__Record set__:
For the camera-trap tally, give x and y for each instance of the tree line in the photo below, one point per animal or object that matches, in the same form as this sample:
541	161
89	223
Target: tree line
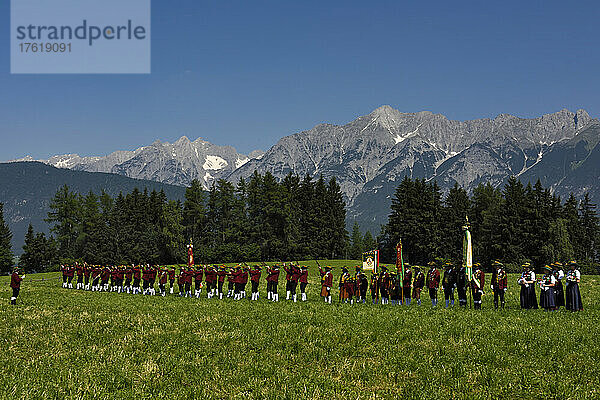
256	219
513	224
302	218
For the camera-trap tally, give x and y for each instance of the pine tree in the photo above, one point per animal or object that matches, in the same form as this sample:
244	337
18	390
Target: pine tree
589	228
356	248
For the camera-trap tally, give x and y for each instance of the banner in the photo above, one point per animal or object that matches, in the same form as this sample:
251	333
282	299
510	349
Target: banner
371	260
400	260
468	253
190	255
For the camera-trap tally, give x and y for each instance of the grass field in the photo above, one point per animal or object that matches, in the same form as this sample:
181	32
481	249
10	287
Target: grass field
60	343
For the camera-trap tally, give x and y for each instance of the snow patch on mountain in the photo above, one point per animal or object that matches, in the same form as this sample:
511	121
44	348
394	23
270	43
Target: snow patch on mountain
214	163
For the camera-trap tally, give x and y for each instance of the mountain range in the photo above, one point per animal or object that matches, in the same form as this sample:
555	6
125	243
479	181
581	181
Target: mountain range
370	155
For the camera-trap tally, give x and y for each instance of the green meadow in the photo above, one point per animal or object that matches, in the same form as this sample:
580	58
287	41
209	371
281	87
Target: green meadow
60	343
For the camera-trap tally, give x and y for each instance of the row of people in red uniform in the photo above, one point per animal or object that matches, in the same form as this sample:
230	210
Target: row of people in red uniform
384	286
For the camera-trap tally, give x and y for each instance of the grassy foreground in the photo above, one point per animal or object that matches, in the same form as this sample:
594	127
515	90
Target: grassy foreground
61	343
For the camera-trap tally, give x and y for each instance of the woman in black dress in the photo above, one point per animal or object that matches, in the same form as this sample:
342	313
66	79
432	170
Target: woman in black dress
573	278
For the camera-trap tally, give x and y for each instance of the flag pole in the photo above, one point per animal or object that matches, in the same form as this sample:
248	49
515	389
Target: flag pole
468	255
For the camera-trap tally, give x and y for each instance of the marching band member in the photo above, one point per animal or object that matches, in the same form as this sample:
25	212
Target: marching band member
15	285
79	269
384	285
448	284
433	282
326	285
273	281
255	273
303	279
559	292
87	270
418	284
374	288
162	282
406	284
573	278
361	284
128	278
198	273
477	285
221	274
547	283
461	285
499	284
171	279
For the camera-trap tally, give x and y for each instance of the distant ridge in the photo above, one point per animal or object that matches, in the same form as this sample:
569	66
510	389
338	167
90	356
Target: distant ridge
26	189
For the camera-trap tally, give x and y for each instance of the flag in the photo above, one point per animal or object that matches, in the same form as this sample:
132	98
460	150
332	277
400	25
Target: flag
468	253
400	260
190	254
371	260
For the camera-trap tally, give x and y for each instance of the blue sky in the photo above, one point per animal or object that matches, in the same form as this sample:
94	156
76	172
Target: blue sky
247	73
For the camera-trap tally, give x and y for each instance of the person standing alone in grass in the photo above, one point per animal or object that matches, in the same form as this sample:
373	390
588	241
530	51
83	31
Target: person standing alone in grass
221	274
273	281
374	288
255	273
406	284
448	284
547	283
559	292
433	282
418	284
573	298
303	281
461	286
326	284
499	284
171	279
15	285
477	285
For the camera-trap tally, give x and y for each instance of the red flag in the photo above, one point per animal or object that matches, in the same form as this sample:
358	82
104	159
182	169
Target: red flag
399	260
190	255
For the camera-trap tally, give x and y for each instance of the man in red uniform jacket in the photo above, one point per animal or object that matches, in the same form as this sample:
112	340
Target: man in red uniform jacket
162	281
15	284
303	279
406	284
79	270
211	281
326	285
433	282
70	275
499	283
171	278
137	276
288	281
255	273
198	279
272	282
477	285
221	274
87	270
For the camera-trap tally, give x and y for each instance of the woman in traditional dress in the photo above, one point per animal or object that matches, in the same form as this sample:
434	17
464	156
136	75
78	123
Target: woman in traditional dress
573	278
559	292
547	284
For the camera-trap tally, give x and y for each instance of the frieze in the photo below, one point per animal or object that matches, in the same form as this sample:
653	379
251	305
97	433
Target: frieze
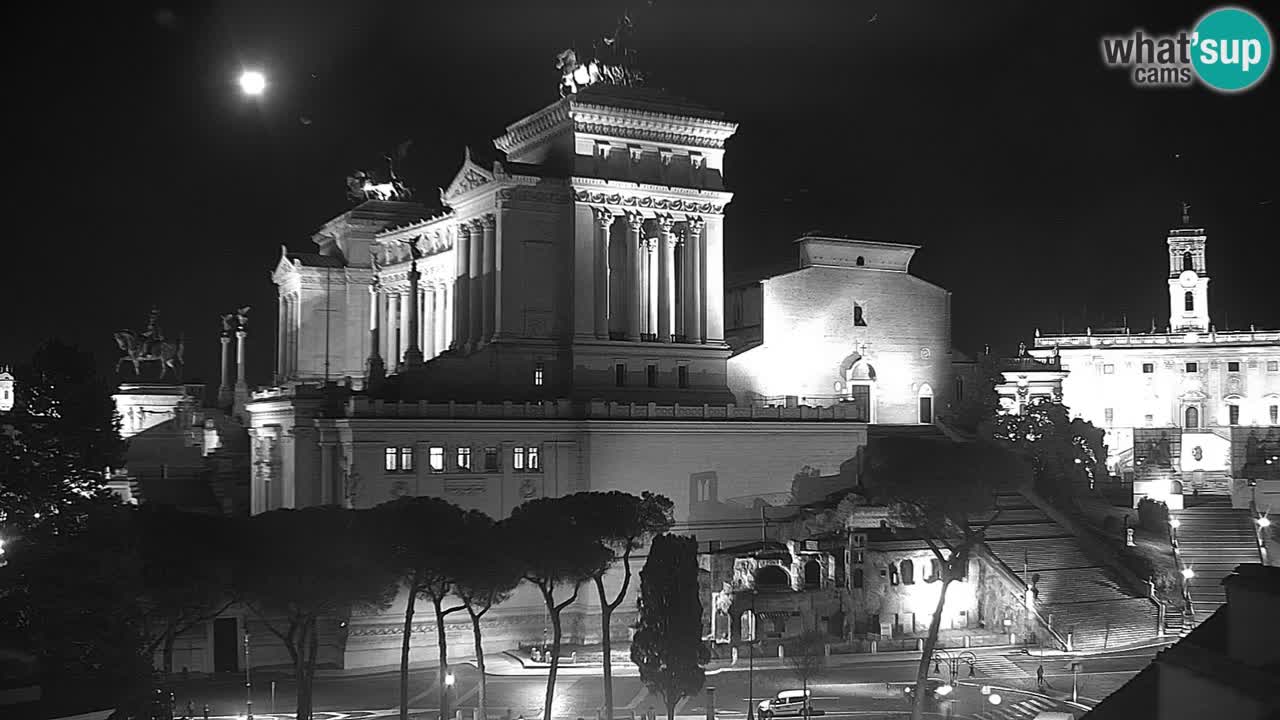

__Work instructions__:
Find "frieze" in the data above. Report each line where it appears.

__Solution for this problem__:
For the camera-trap tally, give x and y for each instance of the frieze in the photo below, one point per animal or object that matches, in the same form as this sample:
Target: frieze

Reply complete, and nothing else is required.